- _DOCUMENT EXTRACT_:
┌────────
I've been thinking about UUIDs for DBs myself. I see a couple cases
where this could come in handy. Both involve replication:

1)
IIRC, pull replication with an "http://..." (but local!) target and a
plain "dbname" target do not share checkpoints. Using a UUID would
allow CouchDB to easily identify whether it is pulling to a local
database even if the target specifies a URI and even if hostname
report's something other than the domain of the URI.

2)
If replication checkpoints store the UUID of the database the changes
were read from it would allow CouchDB to replicate checkpoints. For
example, imagine a continuous bi-directional replication between nodes
A and B. Now, add node C to the group and replicate from B to C. If we
then set up replication between A and C, C would not have to scan all
of A's changes because it is already aware of the checkpoints B made
when replicated from A by comparing its checkpoint source UUIDs to A's
UUID.
└────────
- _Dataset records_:
┌────────
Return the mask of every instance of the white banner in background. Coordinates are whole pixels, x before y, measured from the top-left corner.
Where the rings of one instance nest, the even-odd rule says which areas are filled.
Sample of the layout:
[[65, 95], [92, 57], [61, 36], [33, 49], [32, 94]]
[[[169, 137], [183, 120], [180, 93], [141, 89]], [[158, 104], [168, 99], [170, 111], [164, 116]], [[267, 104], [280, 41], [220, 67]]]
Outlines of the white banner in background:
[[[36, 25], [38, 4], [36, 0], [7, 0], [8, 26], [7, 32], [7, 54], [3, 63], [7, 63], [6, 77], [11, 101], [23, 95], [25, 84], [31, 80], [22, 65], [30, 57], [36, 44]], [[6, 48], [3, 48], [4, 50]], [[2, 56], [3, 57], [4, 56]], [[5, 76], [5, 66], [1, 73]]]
└────────
- _REQUIRED TASKS_:
• 1. Could you write out the stretch of the post on CouchDB database UUIDs from "I've been thinking" through "of the URI.", word for word?
• 2. Can you pick up the post on CouchDB database UUIDs after its final sentence and carry it on?
The records have no connection to the post on CouchDB database UUIDs.

- _THE ANSWERS_:
• 1.
I've been thinking about UUIDs for DBs myself. I see a couple cases
where this could come in handy. Both involve replication:

1)
IIRC, pull replication with an "http://..." (but local!) target and a
plain "dbname" target do not share checkpoints. Using a UUID would
allow CouchDB to easily identify whether it is pulling to a local
database even if the target specifies a URI and even if hostname
report's something other than the domain of the URI.

• 2.
I can't claim to understand the internals of the replication code very
well (yet...), but I believe my claims to be correct and welcome
anyone who knows better to step in and say otherwise. Assuming I got
my facts straight, I'd love to see this for 0.11, as well as a
replications db for continuous replications that survive restarts. Oh,
and replication based on _changes.

-Randall

P.S. Will work for alcohol.

On Mon, Feb 1, 2010 at 12:38, Robert Newson <ro...@gmail.com> wrote:
> can't you make a _local document with your own unique identifier?
> _local documents are not replicaed.
>
> B.
>
> On Mon, Feb 1, 2010 at 6:58 PM, Filipe David Manana <fd...@gmail.com> wrote:
>> Hi everybody,
>>
>> Recently there was a suggestion at #couchdb, involving me, Chris Anderson
>> and Adam Kocoloski, about the possibility of adding UUIDs to a DB.
>>
>> It appeared in the context of a future _replications DB (which would store
>> history about replication sessions, etc). It would not be desirable to
>> replicate this DB into other nodes, otherwise it would mess up with their
>> replication session history.
>>
>> It might not be desirable to accidentally replicate other system related DBs
>> or user DBs (for some app specific reason).
>> Then Chris suggested the possibility of adding a UUID to the DB. This UUID
>> would be listed when doing a GET /somedb.
>>
>> At that moment I had to run and had no time to pose questions about this
>> feature.
>> I would like to understand it, have 1 or 2 example use cases, and figure out
>> how it would impact the current code base, and code it.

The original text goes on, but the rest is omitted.